## [EXERCISE OBJECTIVE]
Each line from the one containing "building, then give the position of each instance." to the end of the listing below should be repeated exactly, with no other line included.

DATASET ENTRIES Start Marker

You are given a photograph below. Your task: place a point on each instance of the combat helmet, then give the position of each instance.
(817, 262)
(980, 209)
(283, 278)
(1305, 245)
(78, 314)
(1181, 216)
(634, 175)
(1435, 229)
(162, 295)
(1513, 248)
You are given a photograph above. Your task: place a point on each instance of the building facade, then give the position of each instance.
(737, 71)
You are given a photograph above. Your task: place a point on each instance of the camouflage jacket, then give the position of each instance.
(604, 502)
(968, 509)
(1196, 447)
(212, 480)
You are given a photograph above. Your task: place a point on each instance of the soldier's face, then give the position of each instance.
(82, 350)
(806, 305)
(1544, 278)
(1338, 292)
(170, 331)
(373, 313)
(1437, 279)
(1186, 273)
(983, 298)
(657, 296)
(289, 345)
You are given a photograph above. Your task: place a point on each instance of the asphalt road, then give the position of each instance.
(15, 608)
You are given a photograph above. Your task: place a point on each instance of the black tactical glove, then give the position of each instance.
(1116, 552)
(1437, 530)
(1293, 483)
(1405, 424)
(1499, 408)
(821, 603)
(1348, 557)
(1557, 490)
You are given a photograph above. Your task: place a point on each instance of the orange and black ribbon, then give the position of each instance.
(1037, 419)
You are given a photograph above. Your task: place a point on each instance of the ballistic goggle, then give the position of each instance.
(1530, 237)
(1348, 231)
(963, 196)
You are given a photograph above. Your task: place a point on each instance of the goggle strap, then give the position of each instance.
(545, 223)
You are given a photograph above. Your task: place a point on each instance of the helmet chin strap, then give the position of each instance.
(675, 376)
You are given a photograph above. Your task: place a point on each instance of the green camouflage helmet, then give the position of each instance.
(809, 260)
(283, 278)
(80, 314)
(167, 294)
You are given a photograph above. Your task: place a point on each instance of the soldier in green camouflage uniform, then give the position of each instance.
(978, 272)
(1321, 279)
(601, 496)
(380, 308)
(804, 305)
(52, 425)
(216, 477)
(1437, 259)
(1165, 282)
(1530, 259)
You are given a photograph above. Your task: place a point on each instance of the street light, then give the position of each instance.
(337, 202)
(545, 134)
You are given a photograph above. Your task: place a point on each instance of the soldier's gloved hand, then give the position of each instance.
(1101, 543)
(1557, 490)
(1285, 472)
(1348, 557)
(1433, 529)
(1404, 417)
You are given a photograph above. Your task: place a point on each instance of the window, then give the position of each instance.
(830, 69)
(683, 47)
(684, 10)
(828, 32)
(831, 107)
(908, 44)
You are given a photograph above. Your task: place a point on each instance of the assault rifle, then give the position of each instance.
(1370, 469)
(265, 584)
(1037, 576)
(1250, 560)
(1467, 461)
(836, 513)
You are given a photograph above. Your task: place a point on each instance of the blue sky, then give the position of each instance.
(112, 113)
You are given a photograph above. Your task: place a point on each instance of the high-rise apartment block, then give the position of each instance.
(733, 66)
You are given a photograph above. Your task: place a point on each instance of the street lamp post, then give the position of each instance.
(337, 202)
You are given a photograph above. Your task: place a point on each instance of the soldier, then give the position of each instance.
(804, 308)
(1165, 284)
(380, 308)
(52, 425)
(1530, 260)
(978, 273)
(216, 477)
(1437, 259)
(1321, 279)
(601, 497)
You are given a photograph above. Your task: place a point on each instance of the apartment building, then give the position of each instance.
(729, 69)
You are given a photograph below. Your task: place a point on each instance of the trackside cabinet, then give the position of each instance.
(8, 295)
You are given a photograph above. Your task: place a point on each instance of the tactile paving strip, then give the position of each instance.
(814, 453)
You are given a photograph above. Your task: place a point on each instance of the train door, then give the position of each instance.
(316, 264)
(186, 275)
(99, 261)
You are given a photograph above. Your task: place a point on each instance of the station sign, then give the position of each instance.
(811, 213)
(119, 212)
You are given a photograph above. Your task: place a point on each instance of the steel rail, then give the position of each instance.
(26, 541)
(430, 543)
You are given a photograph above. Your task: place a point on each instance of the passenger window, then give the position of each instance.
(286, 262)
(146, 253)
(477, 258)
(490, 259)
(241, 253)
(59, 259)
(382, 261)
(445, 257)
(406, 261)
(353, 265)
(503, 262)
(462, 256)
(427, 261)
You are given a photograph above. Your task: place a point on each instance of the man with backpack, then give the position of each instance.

DATASET ENTRIES End Marker

## [ANSWER BOX]
You are given a photograph above. Your task: place a point on each instance of the apartment building, then give the position of each instance.
(729, 69)
You are given a photograph below. Your task: place a point on each instance of the trackside cabinet, then give the position of each instance.
(8, 295)
You are given a photograph above. Your task: place a point on each instance of the tactile paving strip, then give the position of each instance.
(814, 453)
You are given a photograph above. Your task: place a point on each instance of the train door, then give the position of each instance.
(316, 264)
(186, 275)
(99, 261)
You are given a photograph above. Your task: place a point on each instance of the station sign, then give the position of each instance.
(811, 213)
(119, 212)
You are given a photograph above. Your task: place a point on each instance of the steel rail, then give the position of each instance.
(26, 541)
(430, 543)
You are given a photograph above. Your task: place a point on each instance of the passenger window, then give the position of each instance.
(286, 262)
(146, 253)
(477, 258)
(490, 259)
(241, 253)
(59, 259)
(382, 261)
(445, 257)
(406, 261)
(353, 265)
(503, 262)
(462, 256)
(427, 261)
You are given a photograph above. Your task: place a point on each instance of the man with backpack, then give the position of each instance.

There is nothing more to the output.